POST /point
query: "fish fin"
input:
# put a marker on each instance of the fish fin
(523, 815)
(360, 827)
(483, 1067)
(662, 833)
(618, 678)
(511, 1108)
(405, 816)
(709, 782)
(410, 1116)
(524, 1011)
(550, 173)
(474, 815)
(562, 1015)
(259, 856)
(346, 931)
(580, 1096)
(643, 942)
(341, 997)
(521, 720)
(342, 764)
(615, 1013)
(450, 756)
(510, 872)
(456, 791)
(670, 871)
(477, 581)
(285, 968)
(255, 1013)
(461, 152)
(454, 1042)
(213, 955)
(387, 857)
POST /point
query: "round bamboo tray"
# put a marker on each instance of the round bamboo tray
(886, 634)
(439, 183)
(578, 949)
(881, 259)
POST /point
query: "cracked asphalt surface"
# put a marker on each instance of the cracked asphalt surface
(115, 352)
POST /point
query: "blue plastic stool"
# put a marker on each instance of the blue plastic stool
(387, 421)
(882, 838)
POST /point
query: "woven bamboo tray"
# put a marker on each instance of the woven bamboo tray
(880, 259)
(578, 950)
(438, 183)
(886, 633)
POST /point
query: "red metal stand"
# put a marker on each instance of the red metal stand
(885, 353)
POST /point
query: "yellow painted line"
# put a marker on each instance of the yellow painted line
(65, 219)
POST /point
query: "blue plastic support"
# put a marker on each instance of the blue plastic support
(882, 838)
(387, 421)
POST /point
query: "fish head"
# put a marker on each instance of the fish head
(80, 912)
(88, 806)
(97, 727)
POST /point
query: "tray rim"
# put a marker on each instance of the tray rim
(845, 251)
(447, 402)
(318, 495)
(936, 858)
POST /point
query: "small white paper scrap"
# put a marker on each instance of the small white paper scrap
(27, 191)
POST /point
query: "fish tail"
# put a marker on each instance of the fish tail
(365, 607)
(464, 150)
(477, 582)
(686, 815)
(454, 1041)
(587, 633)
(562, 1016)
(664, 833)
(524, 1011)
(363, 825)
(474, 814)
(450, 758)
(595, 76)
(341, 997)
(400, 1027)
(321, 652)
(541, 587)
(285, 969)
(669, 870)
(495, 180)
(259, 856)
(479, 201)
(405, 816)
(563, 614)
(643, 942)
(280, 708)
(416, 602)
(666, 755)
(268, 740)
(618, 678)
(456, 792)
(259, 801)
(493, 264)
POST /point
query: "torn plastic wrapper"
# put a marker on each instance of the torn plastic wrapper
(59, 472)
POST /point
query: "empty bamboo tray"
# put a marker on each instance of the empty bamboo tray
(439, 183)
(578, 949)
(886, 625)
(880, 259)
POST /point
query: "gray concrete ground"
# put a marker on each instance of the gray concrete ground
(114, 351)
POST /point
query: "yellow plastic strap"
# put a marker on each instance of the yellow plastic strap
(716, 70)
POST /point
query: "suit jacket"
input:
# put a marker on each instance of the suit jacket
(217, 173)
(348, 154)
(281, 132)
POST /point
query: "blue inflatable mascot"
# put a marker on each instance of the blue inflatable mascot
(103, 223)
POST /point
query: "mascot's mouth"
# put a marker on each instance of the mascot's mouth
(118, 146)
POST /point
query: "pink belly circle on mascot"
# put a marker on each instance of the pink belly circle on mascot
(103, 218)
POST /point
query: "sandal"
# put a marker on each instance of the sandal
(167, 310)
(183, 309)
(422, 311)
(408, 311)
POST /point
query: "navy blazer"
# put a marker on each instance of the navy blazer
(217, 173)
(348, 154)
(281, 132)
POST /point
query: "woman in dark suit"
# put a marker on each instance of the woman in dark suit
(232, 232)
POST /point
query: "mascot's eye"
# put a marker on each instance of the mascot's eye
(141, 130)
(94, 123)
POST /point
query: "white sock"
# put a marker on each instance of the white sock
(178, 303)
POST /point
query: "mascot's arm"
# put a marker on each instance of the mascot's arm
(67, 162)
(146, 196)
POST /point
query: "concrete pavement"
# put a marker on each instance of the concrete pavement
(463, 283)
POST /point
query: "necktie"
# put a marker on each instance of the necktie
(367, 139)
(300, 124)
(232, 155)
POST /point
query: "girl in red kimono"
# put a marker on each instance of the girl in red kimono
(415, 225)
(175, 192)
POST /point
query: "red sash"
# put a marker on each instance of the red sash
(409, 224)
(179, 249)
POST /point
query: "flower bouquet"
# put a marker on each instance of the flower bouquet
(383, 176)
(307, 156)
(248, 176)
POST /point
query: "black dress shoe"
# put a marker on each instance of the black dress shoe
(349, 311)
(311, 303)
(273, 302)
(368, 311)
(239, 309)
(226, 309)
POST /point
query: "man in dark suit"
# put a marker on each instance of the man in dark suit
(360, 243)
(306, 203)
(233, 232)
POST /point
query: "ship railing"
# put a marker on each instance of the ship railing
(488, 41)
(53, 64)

PROBLEM DESCRIPTION: Your answer must consist only of the lines from the one with "# put a marker on each instance of the girl" through the final line of the entries, each retyped exactly.

EXPECTED ANSWER:
# put a marker on each instance of the girl in red kimono
(415, 225)
(175, 192)
POST /point
query: "red sash"
# put a marker on each instance of the red sash
(409, 224)
(179, 249)
POST /point
query: "flower bouquet"
# put a marker on each instance of the flower bouquet
(383, 176)
(307, 156)
(248, 176)
POST /point
query: "black dress shoe"
# put a marker on each instance of the black dress shoe
(349, 311)
(311, 303)
(273, 302)
(368, 311)
(239, 309)
(226, 309)
POST /point
query: "man in dark suit"
# put a marker on each instance of the man in dark suit
(360, 243)
(306, 203)
(233, 232)
POST /point
query: "ship railing"
# put a marker on each instance of the ship railing
(488, 41)
(53, 64)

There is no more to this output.